Note that in these examples, the resulting `freq_score` is always *1.0* (the maximum) because there is no frequency information associated with our lexicon. Our aspell lexicon was just a plain list of words. Analiticcl often produces better results if corpus-derived frequency information is available in the lexicon, these can be provided as simple counts (integers) in the second column of the tab separated format. The system will then be more inclined to pick high-frequent words over those with low frequency. The weight of the frequency component can be set in `freq_weight` in `SearchParameters`, a value of 0.5 would mean that the frequency score is deemed half as strong/important as the distance score, a value of 2 would mean if is twice as strong/important, a value of 0 disables it entirely (default). A value of 0.25 might be a reasonable default to set if you have frequency information in your lexicon(s). If you load multiple lexicons with frequency information, all frequencies must be expressed on the same scale (e.g. derived from the same corpus).

The weights for the similarity/distance computations are set via keyword arguments on initialisation of the `Weights` class, which was, if you recall, passed once when we instantiated the `VariantModel`. We distinguish the following weights, all are floating point values, each corresponds to a component in the similarity/distance computation:

* ``ld`` - Edit/Levenshtein distance. This is usually the main component (with highest weight) in the similarity computation (default: 0.5)
* ``lcs`` - Longest Common Substring (default: 0.125)
* ``prefix`` - Prefix match. Looks at common prefixes (default: 0.125)
* ``suffix`` - Suffix match. Looks at common suffixes (default: 0.125)
* ``case`` - Casing. Looks at uppercase/lowercase differences  (default: 0.125)

You can set a value to 0.0 to disable a component. The weights are most easily interpretable if their sum is 1.0, but this is not a requirement (the system will do the normalisation for you).
The result of computation using of these weights ends up in the results dictionary under the `dist_score` key.

## Searching

Using the `find_variants() ` method you query analiticcl's variant model with an exact input string and ask it to correct it as a single unit. This
effectively implements the *correction* part of a spelling-correction system, but does not really handle the *detection*
aspect that automatically determines which part of the input needs correction in the first place.

• **Task a**: In the analiticcl excerpt, what is the default value of the `ld` weight?

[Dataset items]
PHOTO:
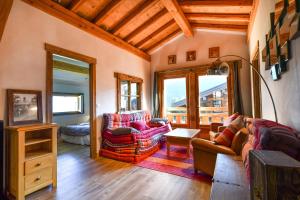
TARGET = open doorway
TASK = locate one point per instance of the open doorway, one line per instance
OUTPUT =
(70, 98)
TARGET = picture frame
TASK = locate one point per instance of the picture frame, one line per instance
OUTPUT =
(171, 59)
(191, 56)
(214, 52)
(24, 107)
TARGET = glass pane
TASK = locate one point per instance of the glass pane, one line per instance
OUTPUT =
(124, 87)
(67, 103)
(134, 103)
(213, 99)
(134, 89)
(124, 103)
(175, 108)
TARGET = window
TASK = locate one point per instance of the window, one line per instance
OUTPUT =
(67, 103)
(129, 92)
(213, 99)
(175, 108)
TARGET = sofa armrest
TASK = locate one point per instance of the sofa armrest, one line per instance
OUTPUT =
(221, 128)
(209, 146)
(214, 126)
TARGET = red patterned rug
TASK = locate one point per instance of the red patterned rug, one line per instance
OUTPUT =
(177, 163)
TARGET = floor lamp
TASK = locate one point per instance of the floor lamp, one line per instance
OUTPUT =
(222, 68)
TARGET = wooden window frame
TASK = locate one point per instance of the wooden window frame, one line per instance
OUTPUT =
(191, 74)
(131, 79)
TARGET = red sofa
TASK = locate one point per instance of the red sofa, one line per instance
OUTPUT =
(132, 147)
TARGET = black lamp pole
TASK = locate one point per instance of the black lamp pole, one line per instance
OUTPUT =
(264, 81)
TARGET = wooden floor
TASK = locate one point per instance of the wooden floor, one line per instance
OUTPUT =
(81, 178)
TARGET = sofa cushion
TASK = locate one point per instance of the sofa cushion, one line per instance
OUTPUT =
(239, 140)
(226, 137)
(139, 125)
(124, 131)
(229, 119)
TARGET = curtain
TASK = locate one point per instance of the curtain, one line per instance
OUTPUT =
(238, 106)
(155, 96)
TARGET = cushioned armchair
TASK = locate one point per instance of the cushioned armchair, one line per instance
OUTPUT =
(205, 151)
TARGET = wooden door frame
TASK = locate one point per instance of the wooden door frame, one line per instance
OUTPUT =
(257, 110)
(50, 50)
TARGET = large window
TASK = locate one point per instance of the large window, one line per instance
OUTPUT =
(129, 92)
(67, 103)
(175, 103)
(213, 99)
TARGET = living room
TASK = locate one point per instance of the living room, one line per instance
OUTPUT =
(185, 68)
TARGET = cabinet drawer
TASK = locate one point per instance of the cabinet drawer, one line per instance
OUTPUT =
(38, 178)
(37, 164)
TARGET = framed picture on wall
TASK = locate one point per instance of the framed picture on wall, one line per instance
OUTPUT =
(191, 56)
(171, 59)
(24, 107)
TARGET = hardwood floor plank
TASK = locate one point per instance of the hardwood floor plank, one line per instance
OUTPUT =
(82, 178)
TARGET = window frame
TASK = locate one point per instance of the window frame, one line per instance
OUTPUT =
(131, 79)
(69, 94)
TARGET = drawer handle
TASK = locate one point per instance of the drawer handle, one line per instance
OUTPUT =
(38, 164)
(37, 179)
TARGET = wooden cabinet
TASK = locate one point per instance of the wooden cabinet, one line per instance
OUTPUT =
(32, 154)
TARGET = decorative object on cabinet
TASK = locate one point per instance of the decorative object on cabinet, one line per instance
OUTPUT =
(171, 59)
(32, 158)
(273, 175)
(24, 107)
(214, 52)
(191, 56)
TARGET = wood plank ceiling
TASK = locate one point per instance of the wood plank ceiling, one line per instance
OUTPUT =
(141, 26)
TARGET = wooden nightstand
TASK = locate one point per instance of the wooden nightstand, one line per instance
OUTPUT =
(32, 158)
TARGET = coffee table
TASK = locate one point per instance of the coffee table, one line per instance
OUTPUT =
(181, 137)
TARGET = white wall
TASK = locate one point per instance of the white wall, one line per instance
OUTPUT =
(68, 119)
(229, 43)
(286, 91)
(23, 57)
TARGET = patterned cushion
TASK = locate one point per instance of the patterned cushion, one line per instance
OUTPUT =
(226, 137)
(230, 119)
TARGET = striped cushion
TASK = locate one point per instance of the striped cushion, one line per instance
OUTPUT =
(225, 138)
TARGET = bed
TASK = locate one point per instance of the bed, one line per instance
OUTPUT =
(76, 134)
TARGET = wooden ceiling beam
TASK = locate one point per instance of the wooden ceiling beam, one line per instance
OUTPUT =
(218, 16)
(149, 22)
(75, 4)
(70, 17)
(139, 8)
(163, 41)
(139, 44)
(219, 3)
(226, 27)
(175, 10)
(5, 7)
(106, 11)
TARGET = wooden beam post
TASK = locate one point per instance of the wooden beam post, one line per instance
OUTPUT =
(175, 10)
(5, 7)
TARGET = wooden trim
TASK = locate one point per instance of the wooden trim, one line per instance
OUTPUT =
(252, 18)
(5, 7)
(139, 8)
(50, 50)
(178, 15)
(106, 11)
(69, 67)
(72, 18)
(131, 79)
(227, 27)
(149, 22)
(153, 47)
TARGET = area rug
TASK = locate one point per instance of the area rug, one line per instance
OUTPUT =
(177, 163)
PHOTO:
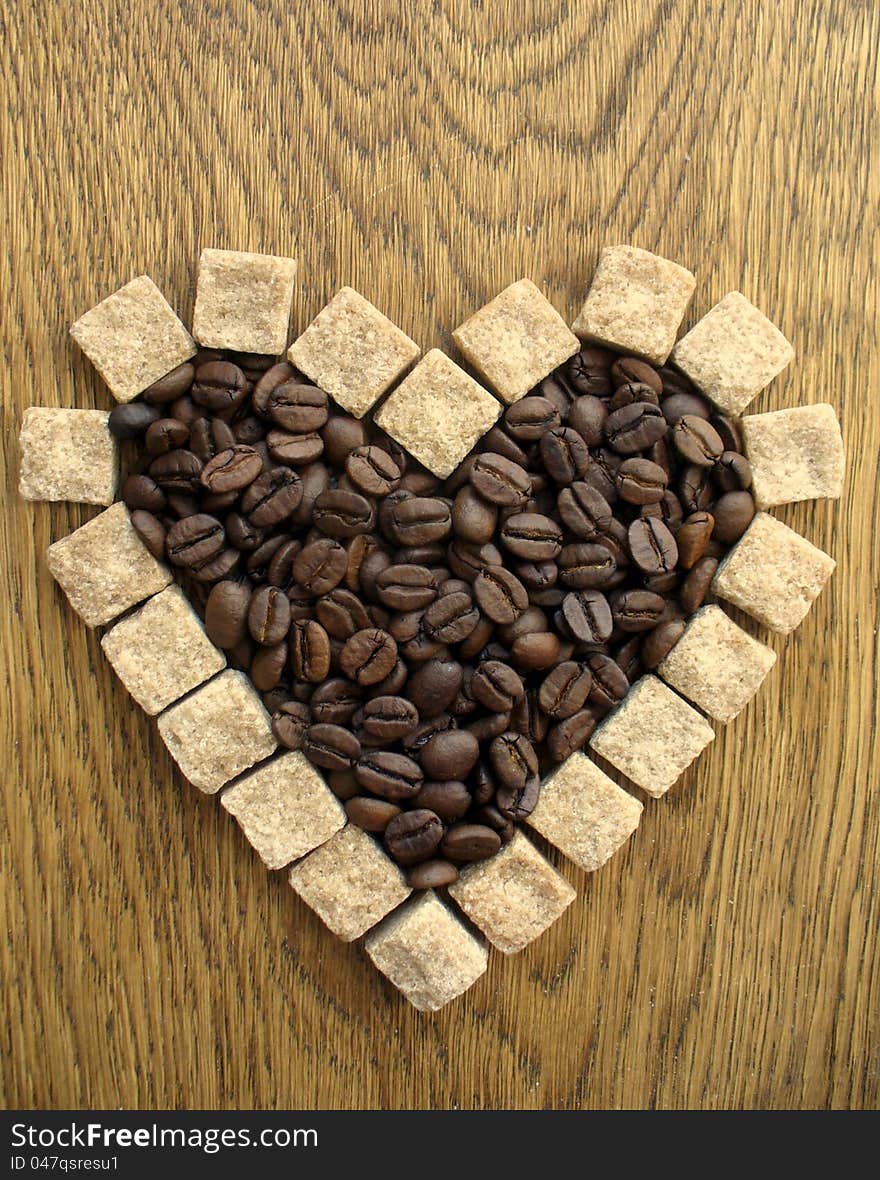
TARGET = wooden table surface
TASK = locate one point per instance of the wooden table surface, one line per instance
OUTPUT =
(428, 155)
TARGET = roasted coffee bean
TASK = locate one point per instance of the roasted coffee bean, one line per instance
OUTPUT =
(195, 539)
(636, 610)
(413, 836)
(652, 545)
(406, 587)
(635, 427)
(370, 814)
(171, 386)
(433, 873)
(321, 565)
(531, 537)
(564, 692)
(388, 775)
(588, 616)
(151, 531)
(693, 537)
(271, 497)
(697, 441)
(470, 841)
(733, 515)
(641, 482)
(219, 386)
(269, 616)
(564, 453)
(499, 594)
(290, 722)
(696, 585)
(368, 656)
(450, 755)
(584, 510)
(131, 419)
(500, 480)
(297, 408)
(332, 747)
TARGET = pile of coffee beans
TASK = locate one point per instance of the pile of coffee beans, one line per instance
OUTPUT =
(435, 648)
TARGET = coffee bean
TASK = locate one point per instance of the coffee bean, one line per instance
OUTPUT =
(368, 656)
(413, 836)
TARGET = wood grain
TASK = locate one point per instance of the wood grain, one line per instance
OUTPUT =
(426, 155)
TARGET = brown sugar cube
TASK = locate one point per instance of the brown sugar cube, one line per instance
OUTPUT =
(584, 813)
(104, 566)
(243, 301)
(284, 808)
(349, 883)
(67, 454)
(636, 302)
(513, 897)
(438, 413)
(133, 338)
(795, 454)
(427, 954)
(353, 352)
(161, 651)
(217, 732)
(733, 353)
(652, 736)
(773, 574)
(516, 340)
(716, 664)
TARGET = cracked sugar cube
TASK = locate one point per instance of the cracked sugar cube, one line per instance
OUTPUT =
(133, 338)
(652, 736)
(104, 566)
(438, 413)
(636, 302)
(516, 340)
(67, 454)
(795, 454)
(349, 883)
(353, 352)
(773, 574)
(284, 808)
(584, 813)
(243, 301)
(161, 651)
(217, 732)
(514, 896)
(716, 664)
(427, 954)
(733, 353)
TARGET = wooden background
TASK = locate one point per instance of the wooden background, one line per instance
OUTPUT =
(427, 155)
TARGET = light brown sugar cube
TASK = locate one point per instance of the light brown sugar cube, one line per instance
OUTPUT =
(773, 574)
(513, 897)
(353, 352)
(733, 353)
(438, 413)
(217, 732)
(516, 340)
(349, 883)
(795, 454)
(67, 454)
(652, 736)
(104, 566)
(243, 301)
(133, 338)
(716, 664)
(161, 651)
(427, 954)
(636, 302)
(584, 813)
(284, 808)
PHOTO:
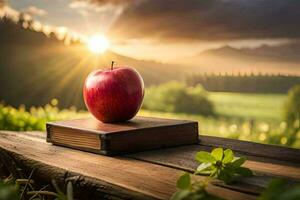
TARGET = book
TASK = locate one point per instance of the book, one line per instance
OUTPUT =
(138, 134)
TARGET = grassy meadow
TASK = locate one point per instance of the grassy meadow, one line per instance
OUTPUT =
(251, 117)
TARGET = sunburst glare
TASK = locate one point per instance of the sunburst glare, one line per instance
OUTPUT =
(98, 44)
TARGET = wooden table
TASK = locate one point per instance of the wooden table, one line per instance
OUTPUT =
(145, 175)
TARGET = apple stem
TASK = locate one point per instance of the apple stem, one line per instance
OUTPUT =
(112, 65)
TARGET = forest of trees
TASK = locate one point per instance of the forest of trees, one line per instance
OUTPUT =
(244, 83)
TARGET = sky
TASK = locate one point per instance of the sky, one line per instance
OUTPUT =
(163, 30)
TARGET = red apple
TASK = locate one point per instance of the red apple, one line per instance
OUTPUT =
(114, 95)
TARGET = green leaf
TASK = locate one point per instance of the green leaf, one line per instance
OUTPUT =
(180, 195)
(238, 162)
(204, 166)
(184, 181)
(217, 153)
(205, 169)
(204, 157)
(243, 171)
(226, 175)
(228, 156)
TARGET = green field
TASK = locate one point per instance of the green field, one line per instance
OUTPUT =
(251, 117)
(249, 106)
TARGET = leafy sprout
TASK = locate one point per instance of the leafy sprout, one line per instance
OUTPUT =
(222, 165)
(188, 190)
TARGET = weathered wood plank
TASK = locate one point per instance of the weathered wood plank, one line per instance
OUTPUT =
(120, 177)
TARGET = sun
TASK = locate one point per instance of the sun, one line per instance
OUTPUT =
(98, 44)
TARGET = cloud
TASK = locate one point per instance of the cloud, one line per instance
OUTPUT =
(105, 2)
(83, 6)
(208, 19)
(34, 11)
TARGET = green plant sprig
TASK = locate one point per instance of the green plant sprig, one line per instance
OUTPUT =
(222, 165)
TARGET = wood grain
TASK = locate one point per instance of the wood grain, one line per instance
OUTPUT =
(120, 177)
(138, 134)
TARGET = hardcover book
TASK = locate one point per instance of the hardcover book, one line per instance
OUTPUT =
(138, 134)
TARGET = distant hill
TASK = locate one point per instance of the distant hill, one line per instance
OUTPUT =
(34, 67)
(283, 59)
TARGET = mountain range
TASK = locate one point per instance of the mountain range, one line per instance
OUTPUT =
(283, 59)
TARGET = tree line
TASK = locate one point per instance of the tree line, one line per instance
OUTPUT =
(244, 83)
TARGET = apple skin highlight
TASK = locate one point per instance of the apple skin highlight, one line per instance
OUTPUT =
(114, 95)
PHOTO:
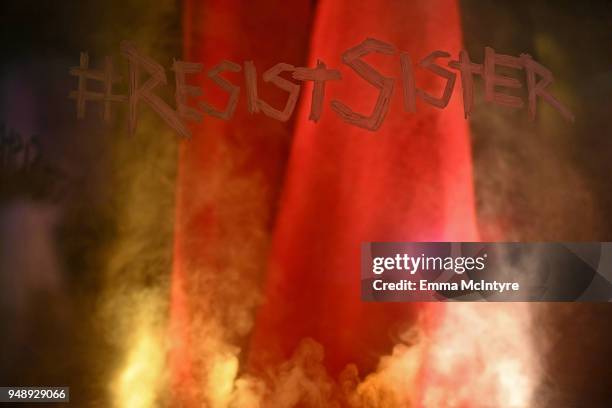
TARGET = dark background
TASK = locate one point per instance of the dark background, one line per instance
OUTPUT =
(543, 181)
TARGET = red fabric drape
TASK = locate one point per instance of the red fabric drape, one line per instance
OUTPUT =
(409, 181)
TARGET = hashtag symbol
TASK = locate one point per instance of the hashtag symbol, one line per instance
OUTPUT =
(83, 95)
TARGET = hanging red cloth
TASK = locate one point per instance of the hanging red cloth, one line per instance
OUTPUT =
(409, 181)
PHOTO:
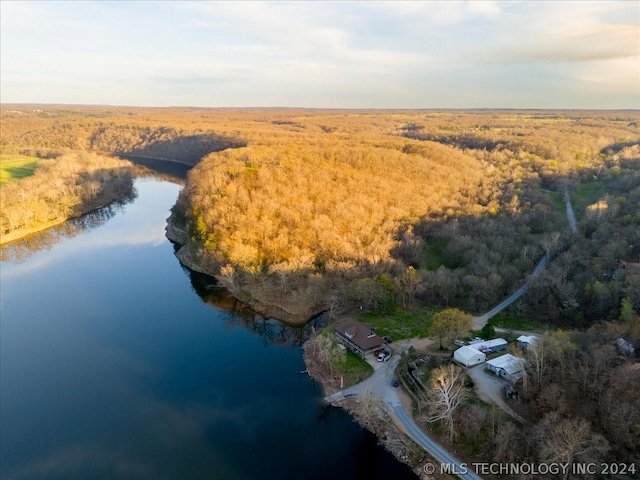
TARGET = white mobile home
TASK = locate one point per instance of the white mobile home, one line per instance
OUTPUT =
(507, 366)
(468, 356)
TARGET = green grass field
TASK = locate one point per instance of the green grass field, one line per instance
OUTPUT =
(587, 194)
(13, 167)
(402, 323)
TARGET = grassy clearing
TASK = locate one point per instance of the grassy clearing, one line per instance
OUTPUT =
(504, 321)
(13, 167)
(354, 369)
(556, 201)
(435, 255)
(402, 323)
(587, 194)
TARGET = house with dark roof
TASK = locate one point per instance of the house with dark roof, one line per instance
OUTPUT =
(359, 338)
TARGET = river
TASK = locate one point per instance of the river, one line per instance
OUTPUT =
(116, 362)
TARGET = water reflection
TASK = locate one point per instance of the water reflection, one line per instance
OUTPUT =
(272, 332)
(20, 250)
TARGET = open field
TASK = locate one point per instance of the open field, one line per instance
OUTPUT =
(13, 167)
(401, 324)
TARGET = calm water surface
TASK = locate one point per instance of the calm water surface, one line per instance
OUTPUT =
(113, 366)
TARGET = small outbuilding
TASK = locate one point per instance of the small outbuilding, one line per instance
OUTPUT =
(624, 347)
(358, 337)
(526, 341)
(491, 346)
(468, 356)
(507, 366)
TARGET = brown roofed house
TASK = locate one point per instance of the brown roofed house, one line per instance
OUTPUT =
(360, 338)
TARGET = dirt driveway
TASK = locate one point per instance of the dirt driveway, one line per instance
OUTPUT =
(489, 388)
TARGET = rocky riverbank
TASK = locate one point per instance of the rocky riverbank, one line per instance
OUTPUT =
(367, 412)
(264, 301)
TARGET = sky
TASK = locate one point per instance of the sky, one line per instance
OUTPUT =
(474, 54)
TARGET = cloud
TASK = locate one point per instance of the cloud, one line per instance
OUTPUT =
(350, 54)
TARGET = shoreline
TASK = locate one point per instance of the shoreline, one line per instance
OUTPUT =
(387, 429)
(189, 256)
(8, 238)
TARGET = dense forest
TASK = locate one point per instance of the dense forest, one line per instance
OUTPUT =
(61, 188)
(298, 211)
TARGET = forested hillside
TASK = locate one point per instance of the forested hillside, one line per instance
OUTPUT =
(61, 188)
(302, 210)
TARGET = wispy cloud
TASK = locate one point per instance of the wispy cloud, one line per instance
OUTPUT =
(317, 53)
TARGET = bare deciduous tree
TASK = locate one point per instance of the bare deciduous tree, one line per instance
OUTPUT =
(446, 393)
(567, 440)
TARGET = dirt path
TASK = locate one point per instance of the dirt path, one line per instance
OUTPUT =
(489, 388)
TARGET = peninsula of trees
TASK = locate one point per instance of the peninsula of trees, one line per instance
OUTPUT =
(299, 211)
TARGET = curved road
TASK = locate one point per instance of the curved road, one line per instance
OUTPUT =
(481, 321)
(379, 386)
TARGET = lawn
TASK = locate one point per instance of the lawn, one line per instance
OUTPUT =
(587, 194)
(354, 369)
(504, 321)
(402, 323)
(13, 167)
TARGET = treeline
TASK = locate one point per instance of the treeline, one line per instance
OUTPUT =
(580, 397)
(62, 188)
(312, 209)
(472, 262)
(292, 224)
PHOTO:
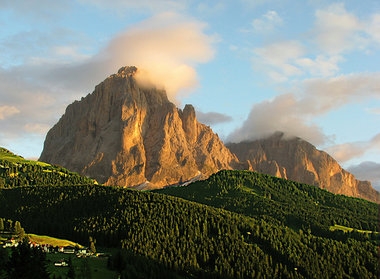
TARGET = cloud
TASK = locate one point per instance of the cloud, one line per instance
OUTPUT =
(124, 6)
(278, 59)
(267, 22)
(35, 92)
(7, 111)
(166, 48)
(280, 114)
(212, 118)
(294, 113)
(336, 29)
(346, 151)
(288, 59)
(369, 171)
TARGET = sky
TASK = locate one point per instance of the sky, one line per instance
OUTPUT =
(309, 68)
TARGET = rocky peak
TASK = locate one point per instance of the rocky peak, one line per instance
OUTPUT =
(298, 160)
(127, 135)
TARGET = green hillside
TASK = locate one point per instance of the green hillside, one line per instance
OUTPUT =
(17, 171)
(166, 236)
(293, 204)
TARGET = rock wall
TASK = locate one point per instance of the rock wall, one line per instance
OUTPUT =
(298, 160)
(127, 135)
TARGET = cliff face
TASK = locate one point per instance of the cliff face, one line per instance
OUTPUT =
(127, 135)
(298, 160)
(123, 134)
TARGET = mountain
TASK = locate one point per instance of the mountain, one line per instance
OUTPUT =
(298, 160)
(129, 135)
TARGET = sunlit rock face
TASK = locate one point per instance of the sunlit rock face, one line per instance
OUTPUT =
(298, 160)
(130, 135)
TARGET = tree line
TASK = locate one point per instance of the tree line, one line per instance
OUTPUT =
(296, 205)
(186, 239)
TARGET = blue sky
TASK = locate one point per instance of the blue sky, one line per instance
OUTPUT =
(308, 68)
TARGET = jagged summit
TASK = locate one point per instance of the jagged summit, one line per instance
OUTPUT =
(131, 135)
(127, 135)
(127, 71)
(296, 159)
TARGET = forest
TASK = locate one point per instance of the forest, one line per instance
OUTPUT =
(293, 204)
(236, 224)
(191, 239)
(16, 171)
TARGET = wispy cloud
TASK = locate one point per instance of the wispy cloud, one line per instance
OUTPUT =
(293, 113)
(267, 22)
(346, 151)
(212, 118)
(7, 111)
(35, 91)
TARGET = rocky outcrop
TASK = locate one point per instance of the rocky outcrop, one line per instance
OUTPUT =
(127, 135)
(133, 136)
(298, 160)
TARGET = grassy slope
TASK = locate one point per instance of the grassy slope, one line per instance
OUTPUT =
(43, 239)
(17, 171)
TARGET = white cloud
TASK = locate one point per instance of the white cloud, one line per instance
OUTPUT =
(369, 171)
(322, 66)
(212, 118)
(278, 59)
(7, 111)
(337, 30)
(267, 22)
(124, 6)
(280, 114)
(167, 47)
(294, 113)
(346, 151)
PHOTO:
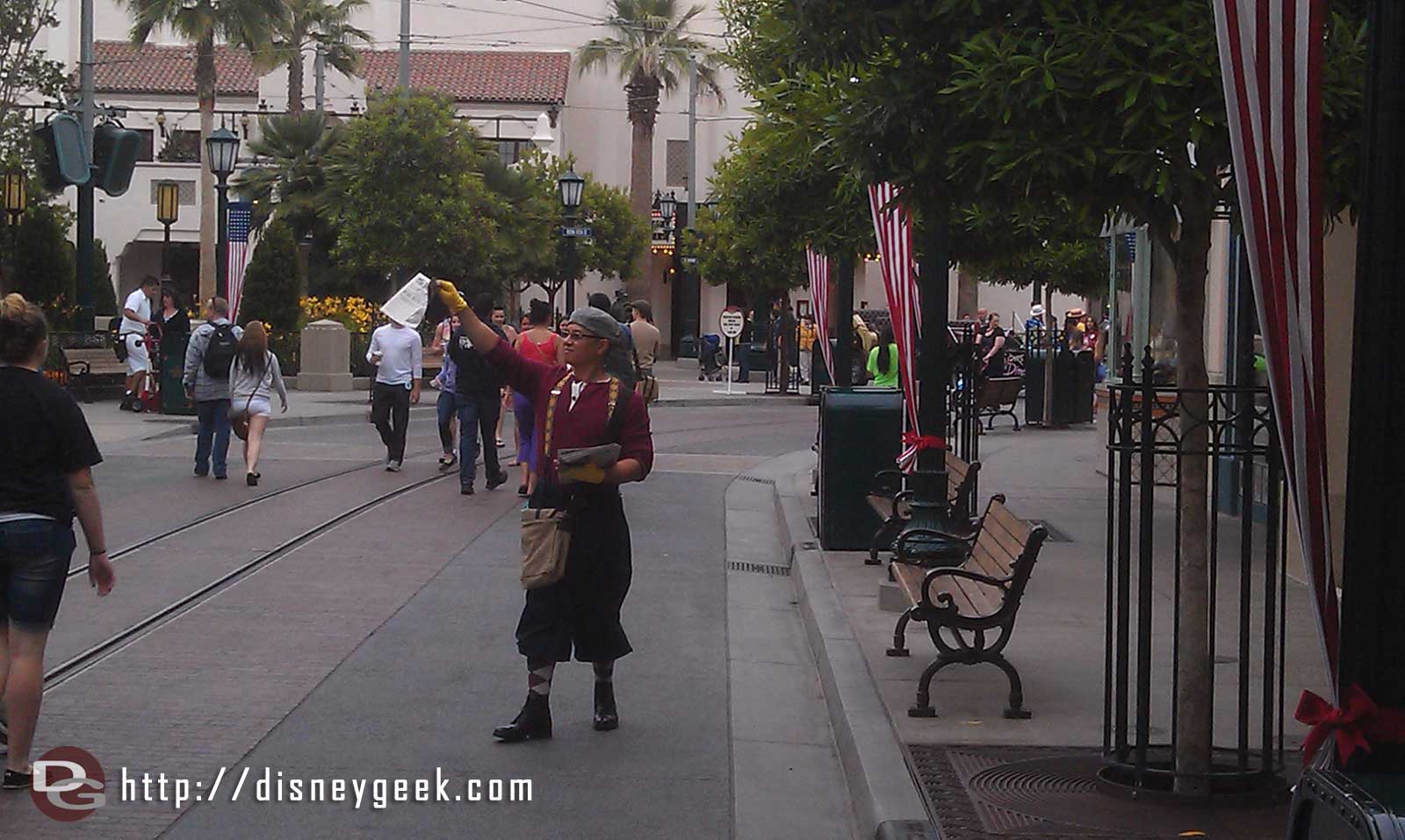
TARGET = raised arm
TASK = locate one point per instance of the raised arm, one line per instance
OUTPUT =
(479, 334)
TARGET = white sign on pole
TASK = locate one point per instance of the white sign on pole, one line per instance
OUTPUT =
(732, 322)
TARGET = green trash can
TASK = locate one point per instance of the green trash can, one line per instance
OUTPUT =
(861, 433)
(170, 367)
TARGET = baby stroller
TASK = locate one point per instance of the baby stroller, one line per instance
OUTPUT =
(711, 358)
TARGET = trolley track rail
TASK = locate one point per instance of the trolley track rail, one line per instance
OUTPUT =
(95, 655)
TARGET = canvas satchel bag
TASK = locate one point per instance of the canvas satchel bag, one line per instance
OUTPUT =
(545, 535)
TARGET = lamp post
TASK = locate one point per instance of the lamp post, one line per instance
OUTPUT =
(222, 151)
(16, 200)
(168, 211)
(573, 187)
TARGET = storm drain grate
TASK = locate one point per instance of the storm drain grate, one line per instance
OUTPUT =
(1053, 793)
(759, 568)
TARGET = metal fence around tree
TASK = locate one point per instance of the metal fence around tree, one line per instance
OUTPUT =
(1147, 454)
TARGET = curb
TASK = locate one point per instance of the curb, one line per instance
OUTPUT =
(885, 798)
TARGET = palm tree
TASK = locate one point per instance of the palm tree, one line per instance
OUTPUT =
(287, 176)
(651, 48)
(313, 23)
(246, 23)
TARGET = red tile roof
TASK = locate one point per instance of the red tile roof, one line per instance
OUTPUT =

• **Task b**: How many lines of the rows above contain the string "sofa"? Give only the number.

• **Task result a**: 0.5

• **Task result b**: 6